Render the rows as a JSON list of strings, one string per line with blank lines omitted, starting at the first line of the rows and continuing through the line containing "target: **cloud**", with both ends included.

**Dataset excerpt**
START
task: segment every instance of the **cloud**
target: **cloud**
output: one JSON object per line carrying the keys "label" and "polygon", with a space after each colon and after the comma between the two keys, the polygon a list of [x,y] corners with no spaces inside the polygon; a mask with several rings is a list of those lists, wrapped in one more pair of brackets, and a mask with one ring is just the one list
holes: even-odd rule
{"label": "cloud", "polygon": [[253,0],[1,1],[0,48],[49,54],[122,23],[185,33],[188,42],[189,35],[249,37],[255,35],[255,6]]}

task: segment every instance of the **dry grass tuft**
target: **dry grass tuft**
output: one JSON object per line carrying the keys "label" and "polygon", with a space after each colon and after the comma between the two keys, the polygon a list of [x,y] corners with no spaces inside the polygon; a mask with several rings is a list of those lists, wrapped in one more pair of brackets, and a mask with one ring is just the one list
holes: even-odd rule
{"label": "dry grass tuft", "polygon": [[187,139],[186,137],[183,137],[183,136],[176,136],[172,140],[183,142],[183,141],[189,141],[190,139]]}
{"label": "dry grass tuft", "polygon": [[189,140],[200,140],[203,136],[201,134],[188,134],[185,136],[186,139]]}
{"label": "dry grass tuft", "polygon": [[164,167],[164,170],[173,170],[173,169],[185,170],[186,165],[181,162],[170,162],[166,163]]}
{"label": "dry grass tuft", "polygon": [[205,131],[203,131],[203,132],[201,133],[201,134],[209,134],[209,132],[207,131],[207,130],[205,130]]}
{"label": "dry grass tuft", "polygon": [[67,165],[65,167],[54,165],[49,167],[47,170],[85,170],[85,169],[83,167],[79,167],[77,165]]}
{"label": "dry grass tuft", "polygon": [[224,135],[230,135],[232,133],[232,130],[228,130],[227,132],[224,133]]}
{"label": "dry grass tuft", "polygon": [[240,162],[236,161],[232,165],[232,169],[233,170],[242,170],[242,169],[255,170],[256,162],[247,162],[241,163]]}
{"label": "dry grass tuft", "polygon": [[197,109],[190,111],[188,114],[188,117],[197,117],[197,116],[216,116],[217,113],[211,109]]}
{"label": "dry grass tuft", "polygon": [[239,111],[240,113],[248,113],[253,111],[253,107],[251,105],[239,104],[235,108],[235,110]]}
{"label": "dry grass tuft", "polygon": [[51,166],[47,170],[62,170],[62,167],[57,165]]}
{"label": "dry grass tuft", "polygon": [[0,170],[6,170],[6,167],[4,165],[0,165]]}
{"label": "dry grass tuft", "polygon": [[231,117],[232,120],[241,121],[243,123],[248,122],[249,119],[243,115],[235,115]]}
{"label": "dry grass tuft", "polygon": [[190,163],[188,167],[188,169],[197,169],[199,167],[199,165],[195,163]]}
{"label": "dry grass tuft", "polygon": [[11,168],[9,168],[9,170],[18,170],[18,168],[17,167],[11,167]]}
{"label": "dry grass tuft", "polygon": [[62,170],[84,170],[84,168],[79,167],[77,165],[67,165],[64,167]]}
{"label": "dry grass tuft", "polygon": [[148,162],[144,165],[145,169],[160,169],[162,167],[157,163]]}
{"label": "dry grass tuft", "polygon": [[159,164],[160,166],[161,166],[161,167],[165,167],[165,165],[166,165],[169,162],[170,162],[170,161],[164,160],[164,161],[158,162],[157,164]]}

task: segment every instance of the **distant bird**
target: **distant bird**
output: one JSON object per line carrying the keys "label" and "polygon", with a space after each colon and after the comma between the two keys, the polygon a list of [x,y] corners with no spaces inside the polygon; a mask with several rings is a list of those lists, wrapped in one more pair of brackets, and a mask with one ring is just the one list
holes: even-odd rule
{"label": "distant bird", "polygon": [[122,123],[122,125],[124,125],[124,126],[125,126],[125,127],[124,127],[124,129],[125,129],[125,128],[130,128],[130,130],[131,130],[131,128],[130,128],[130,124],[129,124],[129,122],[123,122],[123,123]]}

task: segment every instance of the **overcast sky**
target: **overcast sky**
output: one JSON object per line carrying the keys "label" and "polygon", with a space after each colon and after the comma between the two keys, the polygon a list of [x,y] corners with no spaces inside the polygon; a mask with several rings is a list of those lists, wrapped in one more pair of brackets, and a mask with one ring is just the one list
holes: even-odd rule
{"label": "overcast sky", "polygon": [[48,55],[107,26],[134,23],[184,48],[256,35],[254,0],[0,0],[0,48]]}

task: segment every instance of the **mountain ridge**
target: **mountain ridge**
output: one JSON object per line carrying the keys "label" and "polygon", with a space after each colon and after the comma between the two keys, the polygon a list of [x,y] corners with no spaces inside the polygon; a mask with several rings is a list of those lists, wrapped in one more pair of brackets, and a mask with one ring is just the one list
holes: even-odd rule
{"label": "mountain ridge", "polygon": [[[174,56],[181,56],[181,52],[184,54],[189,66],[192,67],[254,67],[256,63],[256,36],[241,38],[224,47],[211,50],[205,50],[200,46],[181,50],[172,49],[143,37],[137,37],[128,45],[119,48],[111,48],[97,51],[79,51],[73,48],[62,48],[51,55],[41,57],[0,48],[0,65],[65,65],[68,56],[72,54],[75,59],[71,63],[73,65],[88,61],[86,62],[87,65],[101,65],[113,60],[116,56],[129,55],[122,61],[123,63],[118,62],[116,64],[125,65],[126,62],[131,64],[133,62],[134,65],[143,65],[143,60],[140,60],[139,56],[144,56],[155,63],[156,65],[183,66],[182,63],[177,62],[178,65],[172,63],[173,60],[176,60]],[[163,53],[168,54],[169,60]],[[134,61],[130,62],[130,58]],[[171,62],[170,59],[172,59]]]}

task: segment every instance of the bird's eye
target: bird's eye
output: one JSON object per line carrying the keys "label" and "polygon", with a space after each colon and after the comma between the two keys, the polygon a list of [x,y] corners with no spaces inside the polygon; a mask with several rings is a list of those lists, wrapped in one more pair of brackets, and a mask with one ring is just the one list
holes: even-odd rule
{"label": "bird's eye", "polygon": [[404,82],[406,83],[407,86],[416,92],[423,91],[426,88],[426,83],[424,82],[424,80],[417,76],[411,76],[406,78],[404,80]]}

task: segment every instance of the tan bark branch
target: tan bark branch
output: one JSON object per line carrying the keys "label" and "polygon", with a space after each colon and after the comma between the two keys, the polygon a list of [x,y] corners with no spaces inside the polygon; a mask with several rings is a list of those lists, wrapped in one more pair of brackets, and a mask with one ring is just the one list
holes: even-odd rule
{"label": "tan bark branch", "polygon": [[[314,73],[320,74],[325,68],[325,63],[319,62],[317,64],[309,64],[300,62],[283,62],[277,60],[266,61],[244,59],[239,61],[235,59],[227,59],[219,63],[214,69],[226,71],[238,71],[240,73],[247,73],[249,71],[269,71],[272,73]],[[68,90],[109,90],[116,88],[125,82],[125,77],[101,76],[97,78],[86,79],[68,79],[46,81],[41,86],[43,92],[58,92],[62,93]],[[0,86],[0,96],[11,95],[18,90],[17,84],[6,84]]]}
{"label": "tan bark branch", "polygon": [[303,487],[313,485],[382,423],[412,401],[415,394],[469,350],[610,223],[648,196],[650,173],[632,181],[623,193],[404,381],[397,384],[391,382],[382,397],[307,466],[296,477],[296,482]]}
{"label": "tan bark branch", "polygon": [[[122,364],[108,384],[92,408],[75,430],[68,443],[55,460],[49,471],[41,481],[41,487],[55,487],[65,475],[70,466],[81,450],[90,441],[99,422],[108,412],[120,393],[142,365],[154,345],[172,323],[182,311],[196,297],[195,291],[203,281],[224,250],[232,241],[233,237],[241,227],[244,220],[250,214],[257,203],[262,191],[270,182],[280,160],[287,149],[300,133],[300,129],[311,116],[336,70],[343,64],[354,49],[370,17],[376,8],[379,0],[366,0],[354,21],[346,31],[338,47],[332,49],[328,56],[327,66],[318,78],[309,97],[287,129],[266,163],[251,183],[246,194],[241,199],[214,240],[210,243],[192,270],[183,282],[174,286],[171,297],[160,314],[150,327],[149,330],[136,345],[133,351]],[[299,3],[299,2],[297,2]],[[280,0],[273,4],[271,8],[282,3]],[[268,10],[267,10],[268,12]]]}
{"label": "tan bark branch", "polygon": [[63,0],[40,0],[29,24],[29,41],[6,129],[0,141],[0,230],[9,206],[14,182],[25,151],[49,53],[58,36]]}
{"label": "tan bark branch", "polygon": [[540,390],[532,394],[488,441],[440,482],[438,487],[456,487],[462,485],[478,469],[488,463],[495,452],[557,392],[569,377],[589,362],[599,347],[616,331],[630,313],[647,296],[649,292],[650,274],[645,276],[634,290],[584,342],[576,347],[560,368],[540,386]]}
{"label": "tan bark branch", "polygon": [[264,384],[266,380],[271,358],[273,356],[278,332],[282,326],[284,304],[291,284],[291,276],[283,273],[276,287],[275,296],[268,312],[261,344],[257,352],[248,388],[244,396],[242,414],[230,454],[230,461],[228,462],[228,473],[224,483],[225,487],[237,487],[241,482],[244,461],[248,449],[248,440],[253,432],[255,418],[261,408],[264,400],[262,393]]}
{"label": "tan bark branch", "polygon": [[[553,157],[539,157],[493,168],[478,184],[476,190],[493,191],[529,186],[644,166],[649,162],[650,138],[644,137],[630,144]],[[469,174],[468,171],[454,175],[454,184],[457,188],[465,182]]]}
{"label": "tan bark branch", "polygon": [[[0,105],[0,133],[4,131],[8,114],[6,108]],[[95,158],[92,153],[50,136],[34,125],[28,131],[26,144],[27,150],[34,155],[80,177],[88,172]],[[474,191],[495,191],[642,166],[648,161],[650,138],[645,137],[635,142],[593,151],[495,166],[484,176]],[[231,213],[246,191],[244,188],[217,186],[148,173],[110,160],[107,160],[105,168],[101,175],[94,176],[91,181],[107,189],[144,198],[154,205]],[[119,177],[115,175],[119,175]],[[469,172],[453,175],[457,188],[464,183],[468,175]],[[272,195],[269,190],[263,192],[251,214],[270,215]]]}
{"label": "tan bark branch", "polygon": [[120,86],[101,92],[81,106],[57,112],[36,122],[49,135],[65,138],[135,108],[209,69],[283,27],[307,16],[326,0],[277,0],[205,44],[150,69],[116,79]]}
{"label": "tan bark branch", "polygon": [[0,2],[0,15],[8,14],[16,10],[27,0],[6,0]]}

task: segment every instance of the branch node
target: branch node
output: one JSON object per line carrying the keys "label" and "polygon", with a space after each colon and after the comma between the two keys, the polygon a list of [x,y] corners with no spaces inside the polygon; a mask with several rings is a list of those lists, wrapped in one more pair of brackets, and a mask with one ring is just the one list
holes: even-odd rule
END
**Exercise response**
[
  "task: segment every instance of the **cloud**",
  "target: **cloud**"
]